● **Your instructions**:
Format every line of the material below as a numbered list, skipping blank lines. Leave the pictures out of the result.

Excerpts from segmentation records
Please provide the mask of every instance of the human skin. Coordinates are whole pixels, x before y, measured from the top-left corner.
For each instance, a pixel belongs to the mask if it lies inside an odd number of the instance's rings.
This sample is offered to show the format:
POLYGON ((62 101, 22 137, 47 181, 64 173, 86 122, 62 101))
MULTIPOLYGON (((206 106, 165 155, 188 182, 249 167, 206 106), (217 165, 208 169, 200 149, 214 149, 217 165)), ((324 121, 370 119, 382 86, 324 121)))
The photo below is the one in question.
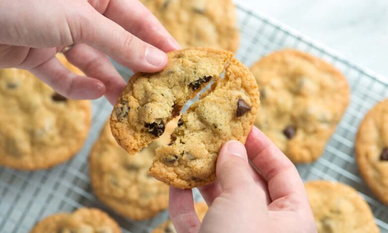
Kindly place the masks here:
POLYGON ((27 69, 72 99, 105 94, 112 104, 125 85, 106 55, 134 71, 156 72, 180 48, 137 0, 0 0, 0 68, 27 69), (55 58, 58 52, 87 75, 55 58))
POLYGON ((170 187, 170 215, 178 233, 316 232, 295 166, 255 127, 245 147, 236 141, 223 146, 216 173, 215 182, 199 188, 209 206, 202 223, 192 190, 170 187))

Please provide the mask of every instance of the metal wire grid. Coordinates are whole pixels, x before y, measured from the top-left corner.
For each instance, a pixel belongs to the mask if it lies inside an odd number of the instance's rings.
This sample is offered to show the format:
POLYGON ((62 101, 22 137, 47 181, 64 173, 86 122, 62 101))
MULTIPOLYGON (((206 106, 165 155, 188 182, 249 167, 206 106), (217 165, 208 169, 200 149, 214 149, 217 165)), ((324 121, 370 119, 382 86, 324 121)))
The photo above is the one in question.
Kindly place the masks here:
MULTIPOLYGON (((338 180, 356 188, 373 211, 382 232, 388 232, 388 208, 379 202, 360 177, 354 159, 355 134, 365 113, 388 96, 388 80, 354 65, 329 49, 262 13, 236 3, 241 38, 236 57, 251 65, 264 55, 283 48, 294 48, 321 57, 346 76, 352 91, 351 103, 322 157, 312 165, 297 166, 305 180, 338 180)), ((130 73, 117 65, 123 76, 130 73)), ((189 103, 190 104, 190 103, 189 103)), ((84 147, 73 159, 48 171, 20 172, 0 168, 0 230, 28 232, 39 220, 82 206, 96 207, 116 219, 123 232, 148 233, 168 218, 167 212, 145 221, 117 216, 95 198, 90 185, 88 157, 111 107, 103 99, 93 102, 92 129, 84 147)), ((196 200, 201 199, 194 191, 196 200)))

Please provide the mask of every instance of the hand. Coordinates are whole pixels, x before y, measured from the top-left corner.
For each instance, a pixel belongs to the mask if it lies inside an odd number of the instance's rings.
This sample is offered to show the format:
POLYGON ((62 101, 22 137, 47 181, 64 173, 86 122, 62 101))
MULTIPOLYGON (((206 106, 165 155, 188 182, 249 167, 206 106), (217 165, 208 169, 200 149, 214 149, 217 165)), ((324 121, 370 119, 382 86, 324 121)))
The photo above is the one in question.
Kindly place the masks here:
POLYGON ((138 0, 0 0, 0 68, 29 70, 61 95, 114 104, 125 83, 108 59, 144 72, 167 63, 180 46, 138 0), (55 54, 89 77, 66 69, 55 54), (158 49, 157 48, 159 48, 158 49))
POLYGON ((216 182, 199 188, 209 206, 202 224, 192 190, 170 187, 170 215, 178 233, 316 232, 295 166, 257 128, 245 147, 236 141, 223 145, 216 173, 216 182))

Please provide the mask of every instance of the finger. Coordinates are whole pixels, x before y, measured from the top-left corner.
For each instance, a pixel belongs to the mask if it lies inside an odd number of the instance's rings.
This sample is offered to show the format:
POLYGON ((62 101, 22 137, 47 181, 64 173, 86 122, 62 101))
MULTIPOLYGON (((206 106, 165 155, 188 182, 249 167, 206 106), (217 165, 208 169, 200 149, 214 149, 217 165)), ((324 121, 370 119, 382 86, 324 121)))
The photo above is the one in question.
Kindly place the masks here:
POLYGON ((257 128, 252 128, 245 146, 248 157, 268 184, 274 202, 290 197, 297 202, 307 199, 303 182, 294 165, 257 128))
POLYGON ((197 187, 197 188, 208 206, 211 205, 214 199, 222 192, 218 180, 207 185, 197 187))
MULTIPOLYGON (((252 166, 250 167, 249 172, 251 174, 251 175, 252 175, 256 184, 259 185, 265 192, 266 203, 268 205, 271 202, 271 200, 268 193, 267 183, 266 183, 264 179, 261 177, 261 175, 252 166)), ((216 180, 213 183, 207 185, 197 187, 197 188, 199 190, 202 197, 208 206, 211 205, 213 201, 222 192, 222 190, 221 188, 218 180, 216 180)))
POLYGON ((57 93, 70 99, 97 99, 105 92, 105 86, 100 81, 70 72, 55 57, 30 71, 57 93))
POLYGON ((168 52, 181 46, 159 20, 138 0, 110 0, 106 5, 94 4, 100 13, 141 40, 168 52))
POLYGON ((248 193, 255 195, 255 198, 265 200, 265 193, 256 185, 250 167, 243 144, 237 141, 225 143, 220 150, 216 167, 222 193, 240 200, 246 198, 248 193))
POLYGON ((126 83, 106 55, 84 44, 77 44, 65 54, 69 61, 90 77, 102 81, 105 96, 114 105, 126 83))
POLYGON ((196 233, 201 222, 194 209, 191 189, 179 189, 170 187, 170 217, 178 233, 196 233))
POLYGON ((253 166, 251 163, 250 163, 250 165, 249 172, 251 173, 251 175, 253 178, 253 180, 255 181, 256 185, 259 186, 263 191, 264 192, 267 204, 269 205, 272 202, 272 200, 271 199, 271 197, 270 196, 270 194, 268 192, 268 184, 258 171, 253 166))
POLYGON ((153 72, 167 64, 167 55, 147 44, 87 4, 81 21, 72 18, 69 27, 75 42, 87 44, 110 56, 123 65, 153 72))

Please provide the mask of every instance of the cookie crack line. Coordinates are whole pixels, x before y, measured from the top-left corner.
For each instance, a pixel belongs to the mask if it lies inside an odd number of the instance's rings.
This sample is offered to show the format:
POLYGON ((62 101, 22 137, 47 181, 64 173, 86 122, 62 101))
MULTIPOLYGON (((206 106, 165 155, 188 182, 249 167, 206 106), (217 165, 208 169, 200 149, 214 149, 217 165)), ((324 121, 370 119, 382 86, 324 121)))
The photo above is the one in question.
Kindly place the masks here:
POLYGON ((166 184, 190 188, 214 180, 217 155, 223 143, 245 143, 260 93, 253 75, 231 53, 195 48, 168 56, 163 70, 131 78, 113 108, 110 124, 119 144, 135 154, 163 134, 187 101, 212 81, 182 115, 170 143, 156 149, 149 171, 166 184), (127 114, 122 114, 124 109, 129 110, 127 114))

● **Response below**:
1. Please provide the mask of every instance of the human skin. Coordinates are whole pixels, x before y, measured from the top-left corner.
2. For each instance, a pixel belongs to the mask if it lies inside an odd number of the instance's rings.
3. This sample is offered to show the format:
4. POLYGON ((62 101, 22 137, 47 181, 64 173, 86 122, 62 101))
5. MULTIPOLYGON (((206 106, 165 155, 188 182, 249 167, 206 106), (217 165, 208 169, 200 149, 214 149, 217 165)), ((324 121, 370 119, 382 86, 324 121)))
6. The photo below is the one in question.
7. Kindly place the masks here:
8. POLYGON ((27 69, 72 99, 105 94, 112 104, 125 85, 106 55, 134 71, 156 72, 180 48, 137 0, 0 0, 0 68, 27 69), (55 58, 58 52, 87 75, 55 58))
9. POLYGON ((170 187, 170 215, 178 233, 316 232, 295 166, 255 127, 245 147, 236 141, 223 146, 216 173, 215 182, 199 188, 209 206, 202 223, 192 190, 170 187))
10. Please provide the mask of every instance of the metal wire grid. Coordinates are whole pixels, x before y, measured from the top-left corner.
11. For each instance, a pixel belongs to the mask if it lies inside an odd number of the instance's rings.
12. This sample is offered to show the format:
13. POLYGON ((62 101, 22 137, 47 181, 64 173, 86 122, 62 101))
14. MULTIPOLYGON (((206 106, 165 155, 188 182, 249 167, 206 106), (217 165, 208 169, 200 149, 214 149, 217 165)), ((324 121, 370 119, 382 86, 324 121)))
15. The photo above is the one in question.
16. Kindly place the masks here:
17. MULTIPOLYGON (((338 180, 356 188, 373 211, 382 232, 388 232, 388 208, 379 202, 360 177, 354 159, 355 134, 365 113, 388 96, 388 80, 354 65, 329 49, 262 13, 236 3, 241 38, 236 57, 251 65, 264 55, 283 48, 294 48, 321 57, 346 76, 352 91, 351 103, 322 157, 312 165, 297 166, 305 180, 338 180)), ((130 73, 117 65, 123 76, 130 73)), ((189 103, 190 104, 190 103, 189 103)), ((84 147, 73 159, 48 171, 20 172, 0 168, 0 230, 28 232, 39 220, 82 206, 96 207, 116 219, 123 232, 148 233, 168 218, 167 212, 145 221, 117 216, 95 198, 90 185, 88 157, 111 107, 103 99, 93 102, 92 129, 84 147)), ((196 200, 201 199, 194 191, 196 200)))
18. Please provide the mask of every instance of the hand. Coordinates are whole pixels, x before y, measured from the top-left corner.
19. For each instance, a pixel belongs to the mask if it lies inside an odd number of the instance's rings.
20. This sample is offered to show the format:
21. POLYGON ((62 101, 22 137, 47 181, 64 173, 86 122, 62 101))
22. MULTIPOLYGON (((206 106, 165 155, 188 182, 249 167, 206 106), (217 165, 208 169, 200 149, 214 149, 217 165)), ((324 121, 370 119, 382 86, 324 121)))
23. The photo above is the one in question.
24. Kindly place the masks here:
25. POLYGON ((138 0, 0 0, 0 68, 29 70, 61 95, 114 104, 125 83, 108 59, 144 72, 167 63, 180 46, 138 0), (55 54, 89 77, 66 69, 55 54), (158 49, 157 48, 159 48, 158 49))
26. POLYGON ((216 182, 199 188, 209 206, 202 224, 192 190, 170 187, 170 215, 178 233, 316 232, 295 166, 257 128, 245 147, 236 141, 223 145, 216 173, 216 182))
27. Please provide the mask of every instance of the finger. Coordinates are whole pixels, x before y, measured from the top-left corner.
28. For each instance, a pixel belongs to the mask if it lies inside an odd number of the instance's rings.
29. This sample is offered to show the format:
30. POLYGON ((62 101, 22 137, 47 181, 64 173, 86 122, 62 101))
31. MULTIPOLYGON (((206 106, 165 155, 188 182, 249 167, 206 106), (217 165, 208 169, 200 149, 214 149, 217 165)), ((324 121, 370 119, 382 86, 324 121)))
32. The photo above is the one in question.
33. Kindly place the masks here:
34. POLYGON ((257 128, 252 128, 245 146, 248 157, 268 184, 274 202, 290 197, 297 202, 307 199, 303 182, 294 165, 257 128))
35. POLYGON ((197 187, 197 188, 208 206, 211 205, 214 199, 222 192, 218 180, 207 185, 197 187))
36. MULTIPOLYGON (((252 166, 250 167, 249 172, 251 174, 251 175, 252 175, 256 184, 259 185, 265 192, 266 203, 268 205, 271 202, 271 200, 268 193, 267 183, 266 183, 264 179, 261 177, 261 175, 252 166)), ((216 180, 213 183, 207 185, 197 187, 197 188, 199 190, 202 197, 208 206, 211 205, 213 201, 222 192, 222 190, 221 188, 218 180, 216 180)))
37. POLYGON ((57 93, 70 99, 97 99, 105 92, 105 86, 100 81, 70 72, 55 57, 30 71, 57 93))
38. POLYGON ((168 52, 181 46, 159 20, 138 0, 110 0, 106 5, 94 4, 100 13, 141 40, 168 52))
39. POLYGON ((248 193, 255 195, 255 198, 265 200, 265 193, 256 185, 250 167, 243 144, 237 141, 225 143, 220 150, 216 167, 222 193, 240 200, 246 198, 248 193))
40. POLYGON ((126 83, 106 55, 84 44, 77 44, 65 54, 69 61, 90 77, 102 81, 105 96, 114 105, 126 83))
41. POLYGON ((196 233, 201 222, 194 209, 191 189, 179 189, 170 187, 170 217, 178 233, 196 233))
42. POLYGON ((253 166, 251 163, 250 163, 250 165, 249 172, 251 173, 251 175, 253 178, 253 180, 255 181, 256 185, 259 186, 263 191, 264 192, 267 204, 269 205, 272 202, 272 200, 271 199, 271 197, 270 196, 270 194, 268 192, 268 184, 258 171, 253 166))
43. POLYGON ((153 72, 167 64, 167 55, 147 44, 87 4, 81 21, 72 18, 69 27, 75 42, 87 44, 110 56, 123 65, 153 72))
44. Please provide the mask of every instance of the cookie crack line. Coordinates are whole pixels, x before y, measured from the top-left corner.
45. For each instance, a pixel belongs to the mask if it lies inside an odd number of the instance's rings.
46. This sample is offered to show the format:
47. POLYGON ((62 101, 22 137, 47 181, 64 173, 86 122, 62 101))
48. MULTIPOLYGON (((206 106, 165 155, 188 182, 249 167, 206 106), (217 165, 208 169, 200 149, 214 149, 217 165)), ((324 121, 370 119, 382 86, 324 121)))
49. The photo above is the one in question.
50. Kindly place the masks here:
51. POLYGON ((166 184, 190 188, 214 180, 217 155, 223 143, 245 143, 260 93, 253 75, 231 53, 195 48, 168 56, 163 70, 131 78, 113 108, 110 124, 119 144, 135 154, 163 134, 187 101, 212 81, 182 115, 170 143, 156 149, 149 171, 166 184), (127 114, 122 114, 124 109, 129 110, 127 114))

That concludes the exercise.